Extrait du texte:

——

Sans surprise, quoique de façon méritée, la part-belle revient à la franchise Pirates des Caraïbes. Genèse des films, esquisses, sources d’inspiration multiples, photos prises sur le tournage par le producteur Jerry Bruckheimer, anecdotes et citations relatées par l’équipe. Pour tous les fans du Black Pearl et de son capitaine à la gouaille bien sentie, c’est un plaisir de tout instant. Plaisir contrarié par certains choix sur lesquels nous reviendrons plus largement dans les paragraphes à suivre…

Rien n’est oublié au cours de ces quatre grandes parties ; aucun film, pas plus que les manèges ou les restaurants qui ont fleuri un peu partout dans les parcs Disney. Des lieux disparus aux plus récentes créations, en passant par la modification de certaines attractions pour coller aux progrès technologiques ou à l’avancée des films, l’ouvrage souligne bien la popularité de telles figures.

——

Consigne A:
Répondez aux questions suivantes à partir de l'extrait :
(i) Qui a pris les photos sur le tournage ?
(ii) En combien de grandes parties l'ouvrage se divise-t-il ?
(iii) À quelle franchise revient la part belle ?

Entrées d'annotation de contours
——

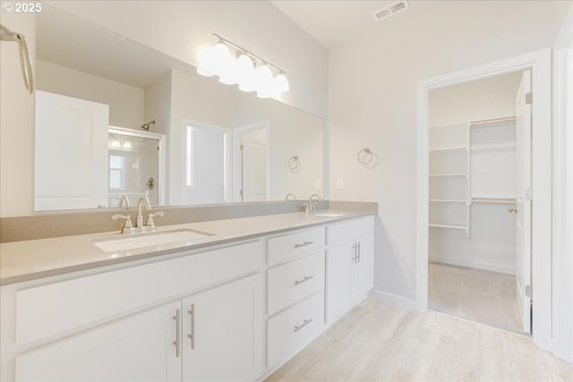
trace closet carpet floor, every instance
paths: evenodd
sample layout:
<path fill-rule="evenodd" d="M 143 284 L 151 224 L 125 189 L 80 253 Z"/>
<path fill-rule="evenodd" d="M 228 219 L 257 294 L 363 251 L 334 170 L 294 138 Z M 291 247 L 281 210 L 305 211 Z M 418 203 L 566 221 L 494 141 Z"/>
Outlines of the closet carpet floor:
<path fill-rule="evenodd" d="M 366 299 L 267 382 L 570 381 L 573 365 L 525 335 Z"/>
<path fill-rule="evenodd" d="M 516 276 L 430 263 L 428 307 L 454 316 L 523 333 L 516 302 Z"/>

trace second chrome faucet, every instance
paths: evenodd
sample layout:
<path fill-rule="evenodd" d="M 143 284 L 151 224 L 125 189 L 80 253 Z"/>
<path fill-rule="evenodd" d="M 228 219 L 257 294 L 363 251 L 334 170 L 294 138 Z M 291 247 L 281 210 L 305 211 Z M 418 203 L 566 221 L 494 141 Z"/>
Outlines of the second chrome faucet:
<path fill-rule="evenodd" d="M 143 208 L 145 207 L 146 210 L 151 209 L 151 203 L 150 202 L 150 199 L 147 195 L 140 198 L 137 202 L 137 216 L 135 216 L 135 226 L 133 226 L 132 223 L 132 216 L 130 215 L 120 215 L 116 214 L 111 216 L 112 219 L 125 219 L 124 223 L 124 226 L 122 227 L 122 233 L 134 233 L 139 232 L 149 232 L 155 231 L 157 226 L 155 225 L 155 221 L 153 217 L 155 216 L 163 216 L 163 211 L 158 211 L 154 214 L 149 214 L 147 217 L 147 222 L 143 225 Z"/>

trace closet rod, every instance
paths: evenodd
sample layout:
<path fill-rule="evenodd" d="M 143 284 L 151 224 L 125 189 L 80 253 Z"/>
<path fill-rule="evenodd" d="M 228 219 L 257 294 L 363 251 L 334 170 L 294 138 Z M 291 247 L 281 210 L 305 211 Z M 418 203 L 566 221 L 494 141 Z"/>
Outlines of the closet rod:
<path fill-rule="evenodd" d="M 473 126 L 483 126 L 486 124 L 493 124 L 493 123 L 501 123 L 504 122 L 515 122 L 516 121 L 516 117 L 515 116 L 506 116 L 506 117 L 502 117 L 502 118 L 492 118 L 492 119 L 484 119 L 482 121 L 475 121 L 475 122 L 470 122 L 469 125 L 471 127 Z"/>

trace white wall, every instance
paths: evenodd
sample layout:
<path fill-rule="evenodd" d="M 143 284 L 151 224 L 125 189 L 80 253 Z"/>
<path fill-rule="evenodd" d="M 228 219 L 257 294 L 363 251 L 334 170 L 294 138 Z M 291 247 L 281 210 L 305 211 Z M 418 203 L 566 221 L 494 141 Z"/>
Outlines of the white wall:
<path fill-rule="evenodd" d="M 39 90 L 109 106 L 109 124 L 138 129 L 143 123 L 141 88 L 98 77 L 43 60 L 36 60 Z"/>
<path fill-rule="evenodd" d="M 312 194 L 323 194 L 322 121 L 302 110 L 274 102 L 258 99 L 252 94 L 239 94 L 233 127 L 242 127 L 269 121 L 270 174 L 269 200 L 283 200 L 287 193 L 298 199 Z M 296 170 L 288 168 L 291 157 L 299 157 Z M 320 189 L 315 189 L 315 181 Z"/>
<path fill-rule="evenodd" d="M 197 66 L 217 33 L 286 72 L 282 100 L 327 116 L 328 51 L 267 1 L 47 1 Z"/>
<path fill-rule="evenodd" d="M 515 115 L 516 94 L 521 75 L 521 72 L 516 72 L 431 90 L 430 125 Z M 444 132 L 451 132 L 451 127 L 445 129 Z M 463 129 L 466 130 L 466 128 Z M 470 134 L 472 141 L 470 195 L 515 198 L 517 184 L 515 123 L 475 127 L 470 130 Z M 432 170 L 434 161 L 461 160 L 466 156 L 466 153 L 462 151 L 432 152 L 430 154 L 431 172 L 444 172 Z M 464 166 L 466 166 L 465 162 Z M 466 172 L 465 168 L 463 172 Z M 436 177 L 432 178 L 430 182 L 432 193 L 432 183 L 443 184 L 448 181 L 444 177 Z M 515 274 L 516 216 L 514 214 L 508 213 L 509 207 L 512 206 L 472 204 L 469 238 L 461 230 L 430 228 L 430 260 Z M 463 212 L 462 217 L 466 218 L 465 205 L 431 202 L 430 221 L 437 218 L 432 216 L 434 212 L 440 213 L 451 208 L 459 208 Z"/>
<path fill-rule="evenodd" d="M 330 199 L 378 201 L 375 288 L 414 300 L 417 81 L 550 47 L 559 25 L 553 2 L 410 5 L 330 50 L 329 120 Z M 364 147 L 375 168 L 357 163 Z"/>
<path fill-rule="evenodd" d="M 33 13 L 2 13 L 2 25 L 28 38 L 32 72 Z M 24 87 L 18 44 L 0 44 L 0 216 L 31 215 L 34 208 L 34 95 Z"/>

——

Consigne B:
Dans les enregistrements, modifiez la partie qui va du début jusqu'à la ligne contenant « Outlines of the closet carpet », les deux bornes comprises, en remplaçant « evenodd » par « nonzero » sans toucher au reste. Ne redonnez que ces lignes, sans les images.

Réponse attendue A:
(i) Le producteur Jerry Bruckheimer.
(ii) En quatre grandes parties.
(iii) À la franchise Pirates des Caraïbes.

Réponse attendue B:
trace closet carpet floor, every instance
paths: nonzero
sample layout:
<path fill-rule="nonzero" d="M 143 284 L 151 224 L 125 189 L 80 253 Z"/>
<path fill-rule="nonzero" d="M 228 219 L 257 294 L 363 251 L 334 170 L 294 138 Z M 291 247 L 281 210 L 305 211 Z M 418 203 L 566 221 L 494 141 Z"/>
Outlines of the closet carpet floor:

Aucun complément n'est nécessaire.